Required work:
Copy exactly the line containing "Look at the photo above. For each instance of the electrical" and all the lines that follow it to the end of the records, minus the pictures.

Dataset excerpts
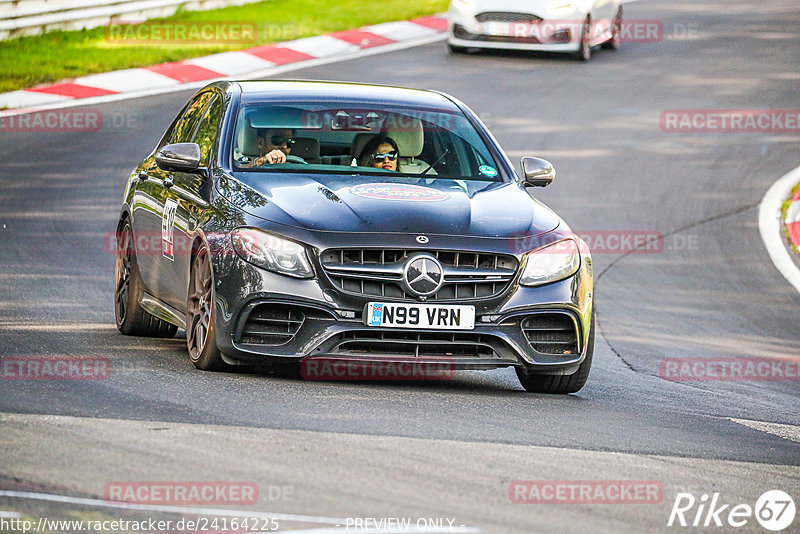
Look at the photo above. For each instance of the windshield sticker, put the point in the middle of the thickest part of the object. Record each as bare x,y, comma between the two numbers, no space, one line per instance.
410,193
486,170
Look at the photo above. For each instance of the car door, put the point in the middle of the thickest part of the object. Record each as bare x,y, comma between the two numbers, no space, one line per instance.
187,200
154,248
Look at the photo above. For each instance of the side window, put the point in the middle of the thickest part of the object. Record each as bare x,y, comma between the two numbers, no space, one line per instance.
184,132
170,133
206,134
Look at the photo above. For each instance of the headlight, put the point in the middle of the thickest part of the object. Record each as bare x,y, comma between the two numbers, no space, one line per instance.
559,6
272,253
465,4
551,263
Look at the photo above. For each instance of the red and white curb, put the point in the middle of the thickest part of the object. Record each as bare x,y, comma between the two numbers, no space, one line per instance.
770,224
258,61
792,220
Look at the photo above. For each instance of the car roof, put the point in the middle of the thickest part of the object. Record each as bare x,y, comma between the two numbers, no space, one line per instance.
380,95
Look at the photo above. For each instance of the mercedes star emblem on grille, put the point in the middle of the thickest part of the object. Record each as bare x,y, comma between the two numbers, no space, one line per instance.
423,275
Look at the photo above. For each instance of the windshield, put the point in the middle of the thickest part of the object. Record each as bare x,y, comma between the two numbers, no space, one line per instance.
358,139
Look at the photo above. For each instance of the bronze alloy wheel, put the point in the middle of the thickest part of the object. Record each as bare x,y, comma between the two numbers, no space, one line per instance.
122,274
131,318
200,334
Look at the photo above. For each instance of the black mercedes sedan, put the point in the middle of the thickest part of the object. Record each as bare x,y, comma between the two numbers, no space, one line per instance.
284,222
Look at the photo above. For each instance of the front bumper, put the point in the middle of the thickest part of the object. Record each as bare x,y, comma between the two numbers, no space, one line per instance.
312,318
551,35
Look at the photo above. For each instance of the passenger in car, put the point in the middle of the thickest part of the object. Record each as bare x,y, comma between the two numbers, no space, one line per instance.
381,152
274,145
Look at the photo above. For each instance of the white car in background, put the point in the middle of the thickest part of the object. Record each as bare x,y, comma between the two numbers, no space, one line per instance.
541,25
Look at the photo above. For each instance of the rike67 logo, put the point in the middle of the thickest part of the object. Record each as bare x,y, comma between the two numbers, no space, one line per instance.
774,511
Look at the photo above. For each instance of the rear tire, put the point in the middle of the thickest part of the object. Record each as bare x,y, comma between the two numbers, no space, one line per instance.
616,35
131,318
561,384
456,50
201,337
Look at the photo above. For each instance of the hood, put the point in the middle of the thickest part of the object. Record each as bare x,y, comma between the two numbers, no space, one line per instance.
374,204
541,8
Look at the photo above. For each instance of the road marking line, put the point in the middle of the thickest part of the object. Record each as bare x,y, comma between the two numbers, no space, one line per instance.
790,432
769,224
168,509
408,530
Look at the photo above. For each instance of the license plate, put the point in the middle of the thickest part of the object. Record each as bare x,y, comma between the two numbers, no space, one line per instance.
436,316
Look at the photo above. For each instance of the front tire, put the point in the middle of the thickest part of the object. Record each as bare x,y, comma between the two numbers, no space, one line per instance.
561,384
456,50
131,318
201,338
584,52
616,36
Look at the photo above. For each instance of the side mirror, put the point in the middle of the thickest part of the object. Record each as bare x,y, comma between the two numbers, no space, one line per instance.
538,172
180,157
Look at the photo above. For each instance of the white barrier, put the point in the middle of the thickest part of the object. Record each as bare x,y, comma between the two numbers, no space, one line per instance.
30,17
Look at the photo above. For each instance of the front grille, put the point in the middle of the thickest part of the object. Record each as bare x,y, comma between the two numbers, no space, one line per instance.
272,324
379,273
506,16
459,32
415,344
551,333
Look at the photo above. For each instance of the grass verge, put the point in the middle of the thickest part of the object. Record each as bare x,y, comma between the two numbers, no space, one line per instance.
58,55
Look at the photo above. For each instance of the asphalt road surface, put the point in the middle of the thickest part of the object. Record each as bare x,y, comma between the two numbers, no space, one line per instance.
447,449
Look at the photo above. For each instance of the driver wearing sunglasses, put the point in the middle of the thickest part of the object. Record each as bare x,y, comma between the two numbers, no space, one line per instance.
381,153
273,146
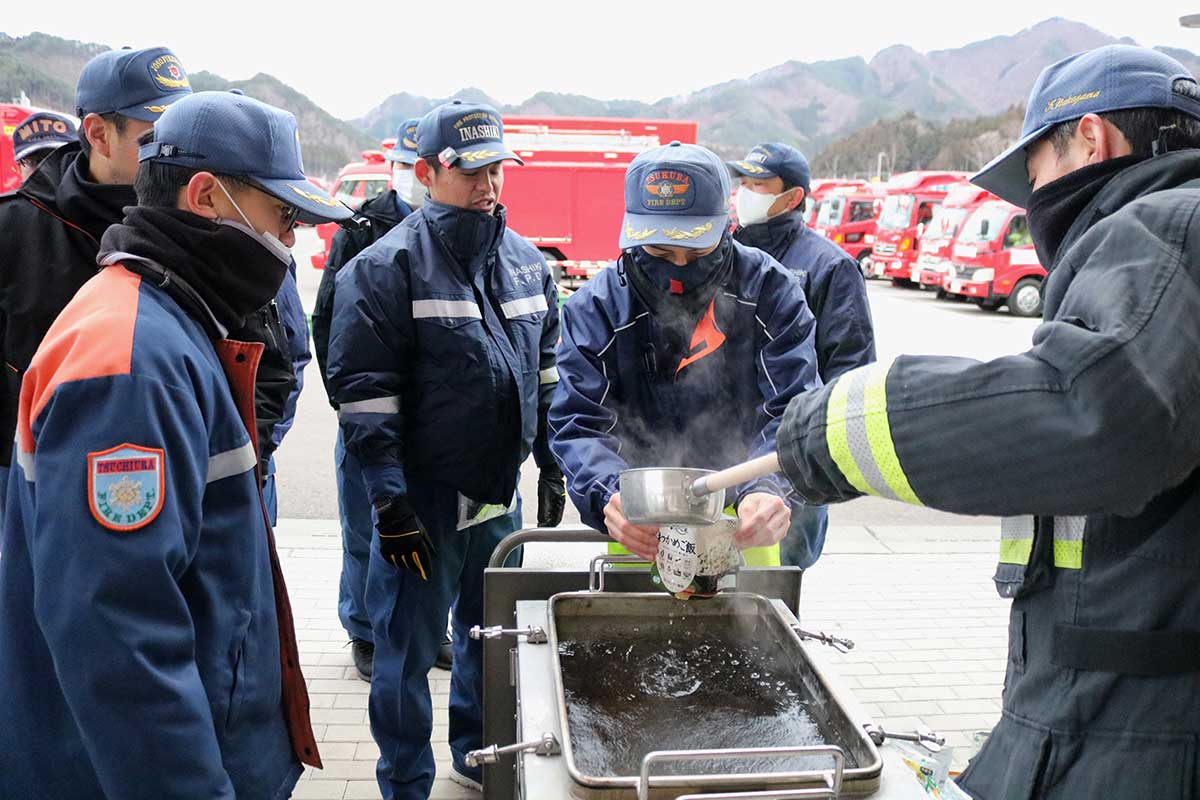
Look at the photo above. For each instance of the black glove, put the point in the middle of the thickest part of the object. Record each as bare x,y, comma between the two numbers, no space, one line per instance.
403,541
551,497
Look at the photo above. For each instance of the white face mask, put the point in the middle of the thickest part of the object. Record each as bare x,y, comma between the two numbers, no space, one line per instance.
408,188
753,206
268,240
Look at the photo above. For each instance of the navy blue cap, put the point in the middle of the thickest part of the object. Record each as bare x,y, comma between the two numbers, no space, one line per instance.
1109,78
139,84
406,143
42,131
775,160
233,134
463,134
676,196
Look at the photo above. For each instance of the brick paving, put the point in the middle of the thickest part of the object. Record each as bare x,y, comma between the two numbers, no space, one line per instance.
918,601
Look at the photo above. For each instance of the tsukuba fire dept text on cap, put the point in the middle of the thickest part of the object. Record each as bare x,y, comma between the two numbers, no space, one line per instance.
139,84
1109,78
463,134
229,133
42,131
406,143
676,196
774,160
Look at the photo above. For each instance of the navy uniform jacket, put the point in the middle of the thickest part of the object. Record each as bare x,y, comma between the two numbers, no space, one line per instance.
833,286
142,613
625,400
442,354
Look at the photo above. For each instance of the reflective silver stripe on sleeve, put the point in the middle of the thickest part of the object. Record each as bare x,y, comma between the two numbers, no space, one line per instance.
1017,527
857,434
373,405
521,306
1069,529
25,461
445,308
232,462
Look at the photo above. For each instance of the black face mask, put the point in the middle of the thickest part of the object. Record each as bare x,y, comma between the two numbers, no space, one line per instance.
468,234
233,274
1054,208
671,278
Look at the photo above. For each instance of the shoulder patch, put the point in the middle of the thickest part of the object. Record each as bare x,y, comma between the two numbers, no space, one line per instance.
125,486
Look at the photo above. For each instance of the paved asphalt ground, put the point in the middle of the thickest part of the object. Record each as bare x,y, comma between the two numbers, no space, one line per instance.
911,587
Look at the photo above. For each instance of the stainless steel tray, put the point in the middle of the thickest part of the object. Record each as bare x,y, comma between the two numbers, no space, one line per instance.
745,621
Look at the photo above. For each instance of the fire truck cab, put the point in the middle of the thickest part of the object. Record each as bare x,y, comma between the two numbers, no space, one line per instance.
819,188
355,184
11,115
912,199
994,262
847,216
569,197
934,254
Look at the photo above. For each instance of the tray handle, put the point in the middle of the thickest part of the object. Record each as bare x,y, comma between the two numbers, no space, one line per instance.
832,777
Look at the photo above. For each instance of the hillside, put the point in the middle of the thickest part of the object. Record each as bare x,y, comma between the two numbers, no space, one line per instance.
46,68
813,104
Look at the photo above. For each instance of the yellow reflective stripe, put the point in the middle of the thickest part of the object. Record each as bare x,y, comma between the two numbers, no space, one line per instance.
1068,555
837,437
879,434
1015,551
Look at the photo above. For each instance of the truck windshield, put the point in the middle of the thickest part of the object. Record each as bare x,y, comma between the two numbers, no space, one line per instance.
945,223
829,211
897,211
983,224
862,210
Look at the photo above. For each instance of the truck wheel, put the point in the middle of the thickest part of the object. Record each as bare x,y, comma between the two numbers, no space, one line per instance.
864,264
1026,299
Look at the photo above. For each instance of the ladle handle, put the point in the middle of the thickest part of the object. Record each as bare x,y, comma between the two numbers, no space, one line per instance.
737,474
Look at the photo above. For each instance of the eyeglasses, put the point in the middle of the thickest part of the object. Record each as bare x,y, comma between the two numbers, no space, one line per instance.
288,216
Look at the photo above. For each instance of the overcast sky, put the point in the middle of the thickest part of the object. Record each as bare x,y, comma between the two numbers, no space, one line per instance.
351,55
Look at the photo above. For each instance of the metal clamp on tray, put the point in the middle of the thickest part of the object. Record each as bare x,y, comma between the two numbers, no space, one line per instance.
545,746
840,645
600,563
533,633
832,777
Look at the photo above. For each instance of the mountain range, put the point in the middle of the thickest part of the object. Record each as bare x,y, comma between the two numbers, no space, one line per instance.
820,107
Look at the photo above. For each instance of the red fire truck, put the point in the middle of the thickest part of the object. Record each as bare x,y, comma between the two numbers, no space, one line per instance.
994,262
569,197
355,184
910,205
10,118
847,216
934,254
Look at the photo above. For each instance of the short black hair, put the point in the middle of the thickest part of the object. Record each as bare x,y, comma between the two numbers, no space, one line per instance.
157,184
36,157
1141,127
119,121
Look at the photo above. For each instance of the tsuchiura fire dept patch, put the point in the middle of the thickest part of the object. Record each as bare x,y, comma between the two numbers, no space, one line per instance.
125,486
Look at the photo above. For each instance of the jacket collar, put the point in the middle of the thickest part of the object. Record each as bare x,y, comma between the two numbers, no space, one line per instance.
468,235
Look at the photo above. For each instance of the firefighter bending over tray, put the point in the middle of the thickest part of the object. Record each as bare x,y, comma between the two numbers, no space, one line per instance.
684,354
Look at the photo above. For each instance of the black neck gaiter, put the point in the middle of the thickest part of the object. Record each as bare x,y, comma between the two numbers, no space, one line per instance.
220,266
1054,208
773,236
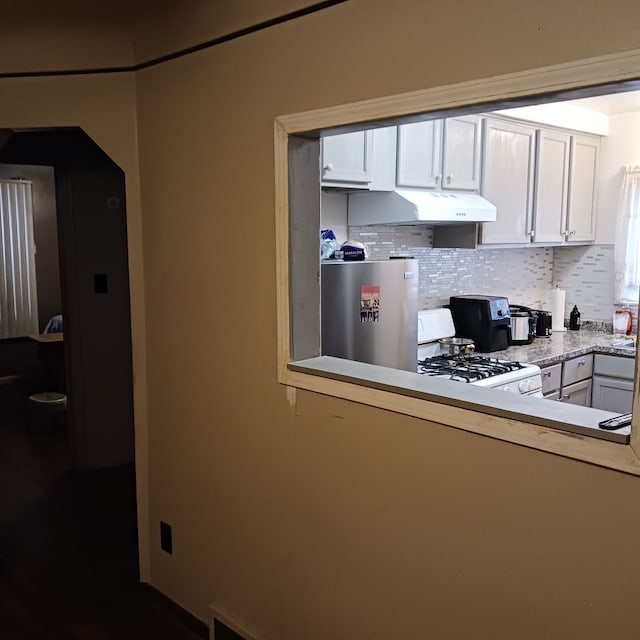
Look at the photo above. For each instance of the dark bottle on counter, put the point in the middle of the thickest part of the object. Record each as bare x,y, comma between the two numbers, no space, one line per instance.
574,319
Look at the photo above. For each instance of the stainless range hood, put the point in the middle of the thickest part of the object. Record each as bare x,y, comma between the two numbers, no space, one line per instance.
418,206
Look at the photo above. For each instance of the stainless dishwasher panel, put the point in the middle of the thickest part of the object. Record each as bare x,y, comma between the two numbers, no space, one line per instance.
578,368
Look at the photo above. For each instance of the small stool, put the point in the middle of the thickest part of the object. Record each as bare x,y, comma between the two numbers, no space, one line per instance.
43,409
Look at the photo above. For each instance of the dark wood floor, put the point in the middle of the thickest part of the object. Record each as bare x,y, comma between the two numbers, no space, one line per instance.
69,568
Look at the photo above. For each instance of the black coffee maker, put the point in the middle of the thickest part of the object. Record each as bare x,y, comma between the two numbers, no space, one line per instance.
484,319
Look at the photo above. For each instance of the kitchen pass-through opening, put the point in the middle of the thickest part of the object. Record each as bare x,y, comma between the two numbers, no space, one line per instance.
306,364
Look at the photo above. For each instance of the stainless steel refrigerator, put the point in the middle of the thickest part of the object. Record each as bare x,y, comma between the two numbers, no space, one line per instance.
369,311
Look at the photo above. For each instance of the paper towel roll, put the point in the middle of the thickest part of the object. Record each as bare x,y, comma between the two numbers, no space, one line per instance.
557,309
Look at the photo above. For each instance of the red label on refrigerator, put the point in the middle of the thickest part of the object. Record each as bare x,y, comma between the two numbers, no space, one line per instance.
369,303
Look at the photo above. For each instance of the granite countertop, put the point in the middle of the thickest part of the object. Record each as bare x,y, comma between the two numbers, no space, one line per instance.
560,346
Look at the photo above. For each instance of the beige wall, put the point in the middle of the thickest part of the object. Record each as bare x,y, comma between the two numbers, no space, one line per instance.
322,518
328,519
104,106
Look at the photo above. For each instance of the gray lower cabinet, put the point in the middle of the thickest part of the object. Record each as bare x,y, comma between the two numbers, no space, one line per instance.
569,381
551,381
578,393
613,383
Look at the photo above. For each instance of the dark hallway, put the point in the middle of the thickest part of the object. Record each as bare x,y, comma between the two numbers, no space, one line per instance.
69,543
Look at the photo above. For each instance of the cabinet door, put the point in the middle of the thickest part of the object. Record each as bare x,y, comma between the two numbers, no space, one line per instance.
461,153
612,394
507,180
578,393
346,159
420,154
551,378
583,176
552,172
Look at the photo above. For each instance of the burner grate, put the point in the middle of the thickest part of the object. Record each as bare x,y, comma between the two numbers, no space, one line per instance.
466,368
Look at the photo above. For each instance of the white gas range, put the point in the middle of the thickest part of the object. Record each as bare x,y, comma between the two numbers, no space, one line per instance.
478,369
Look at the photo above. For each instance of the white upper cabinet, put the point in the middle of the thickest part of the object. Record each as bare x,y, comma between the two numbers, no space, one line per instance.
360,160
461,153
420,154
346,159
542,181
508,173
440,154
583,178
551,187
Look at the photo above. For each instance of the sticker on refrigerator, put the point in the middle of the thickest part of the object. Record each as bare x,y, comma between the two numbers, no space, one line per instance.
369,303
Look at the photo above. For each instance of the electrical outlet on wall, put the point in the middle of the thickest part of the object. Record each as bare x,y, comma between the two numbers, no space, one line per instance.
166,538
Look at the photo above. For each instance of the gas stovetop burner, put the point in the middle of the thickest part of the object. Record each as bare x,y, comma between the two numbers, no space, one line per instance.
466,368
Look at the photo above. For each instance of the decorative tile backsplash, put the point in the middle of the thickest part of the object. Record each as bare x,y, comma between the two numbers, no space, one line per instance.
524,275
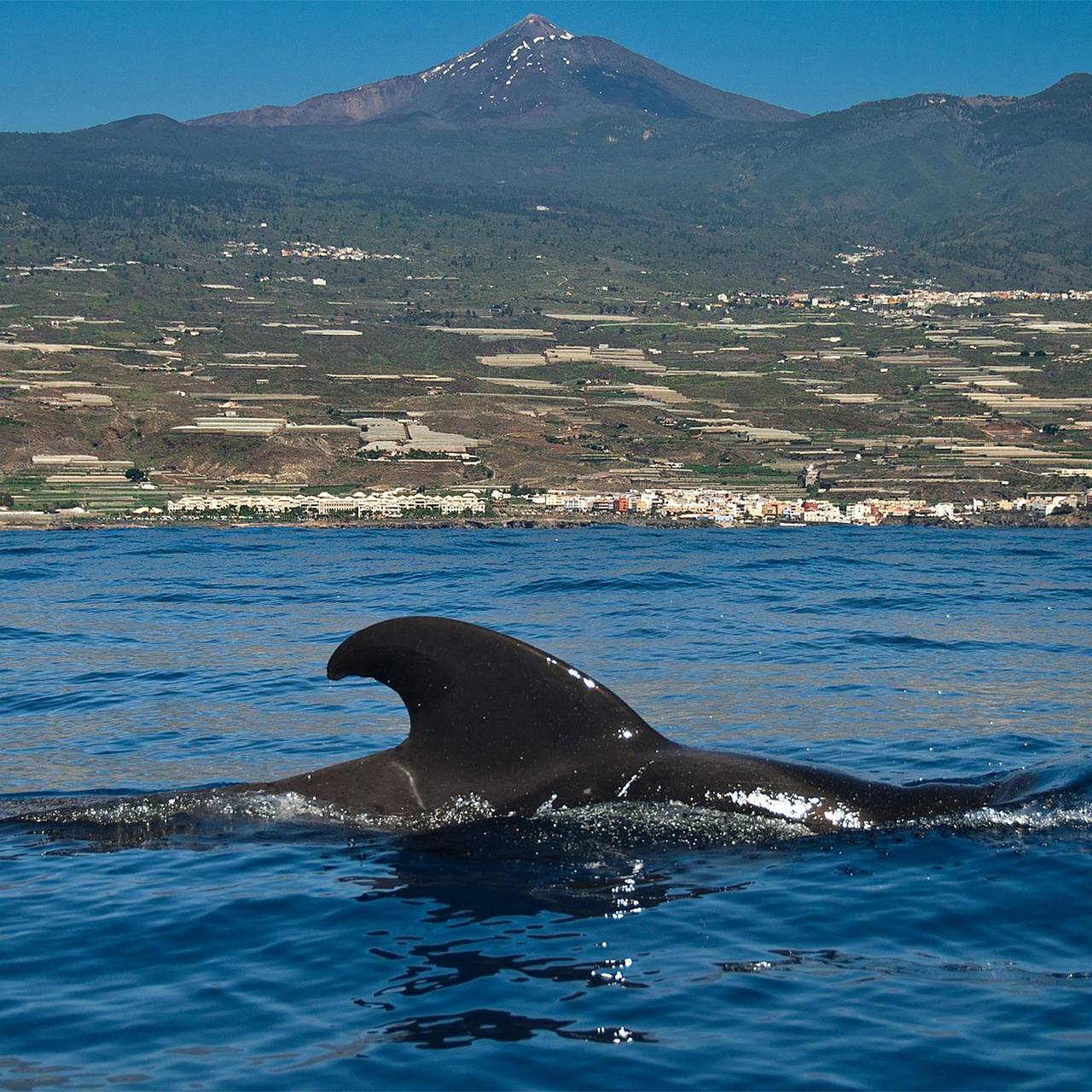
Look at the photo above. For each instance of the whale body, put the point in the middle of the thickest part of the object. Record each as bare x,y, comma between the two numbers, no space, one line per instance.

Solution to this problem:
Look at the photo above. For each instance of the electrical outlet on wall, put the point in the middle of the thickest part of the object. Record each as bare x,y, comma between the two numbers, no space, one line per instance.
166,538
Look at the photo above. For each instance of the gas stovetop burner, put the point in the middle of the thickest part of the object. Record each as bare x,y, comma between the two numbers, no space, one line per instance.
466,368
Look at the photo above. For each instance of the decorative tile backsplash, put the point in the middle of the thickest part of the object. Record each as bare x,y, comma between the two numbers, no space, one line per instance.
524,275
Look at the photo above. For each instance of the whale body, put the point in the middle of the thickest part of the object. Record each as bare x,y, comma between the two numbers, no space, one line per instance.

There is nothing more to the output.